_Task instructions_. Can you print, word for word, the stretch of the fertilizer forum thread from "## IUnknown (Feb" through "(Apr 12, 2003)"?

_Document passage_.
========

# [Wet Thumb Forum]-adding Fertilizers



## Quark (Apr 1, 2003)

alright, I just started my 55gal tank back on the DIY CO2 and turned back on an extra 2x40 watts florecents for a total of 4x40watts. I did this before on this tank and at first few days the tank bubbles like champange, but after a few weeks the plants start to slow down, and algae begins to grow, specially the green kind on the glass, and some thread algae. I believe the plants ran out of some nutrient and I want to add fertilizer, right now i only have florish, but thats trace only. So my question is can I make a reciepie of adding NPK for an all around for my tank? or is there anything comercially available thats not too expensive that I can add? I eventually want to add NPK seperately but i dont have any testkits that will tests for those.


----------



## Quark (Apr 1, 2003)

alright, I just started my 55gal tank back on the DIY CO2 and turned back on an extra 2x40 watts florecents for a total of 4x40watts. I did this before on this tank and at first few days the tank bubbles like champange, but after a few weeks the plants start to slow down, and algae begins to grow, specially the green kind on the glass, and some thread algae. I believe the plants ran out of some nutrient and I want to add fertilizer, right now i only have florish, but thats trace only. So my question is can I make a reciepie of adding NPK for an all around for my tank? or is there anything comercially available thats not too expensive that I can add? I eventually want to add NPK seperately but i dont have any testkits that will tests for those.


----------



## IUnknown (Feb 24, 2004)

Just look at the plants, you don't need test kits. If you can't find out whats in your tap water by contacting your water company then maybe dose a little less on macros and micros to be on the safe side, and when your plant shows a deficiency increase what ever is causing the problem. Although being able to test for nitrate and PH/KH (for Co2) would help out a lot. I wanted to get away from pmdd and move toward Seachems line. I got Seachem Potassium and I am better off with dosing potassium sulfate dry. I also bought a test kit for potassium, but it said the optimum level is 2 ppm, which is not what everyone goes by here. This is a good thread for getting your macros,
http://aquabotanicwetthumb.infopop.cc/groupee/forums?a=tpc&s=4006090712&f=8006023812&m=9136059912


----------



## Guest (Apr 12, 2003)

========

_Data below_.
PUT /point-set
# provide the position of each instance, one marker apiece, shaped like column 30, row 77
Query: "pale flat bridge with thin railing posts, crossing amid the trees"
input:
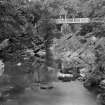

========

_Completed exercise_.
## IUnknown (Feb 24, 2004)

Just look at the plants, you don't need test kits. If you can't find out whats in your tap water by contacting your water company then maybe dose a little less on macros and micros to be on the safe side, and when your plant shows a deficiency increase what ever is causing the problem. Although being able to test for nitrate and PH/KH (for Co2) would help out a lot. I wanted to get away from pmdd and move toward Seachems line. I got Seachem Potassium and I am better off with dosing potassium sulfate dry. I also bought a test kit for potassium, but it said the optimum level is 2 ppm, which is not what everyone goes by here. This is a good thread for getting your macros,
http://aquabotanicwetthumb.infopop.cc/groupee/forums?a=tpc&s=4006090712&f=8006023812&m=9136059912


----------



## Guest (Apr 12, 2003)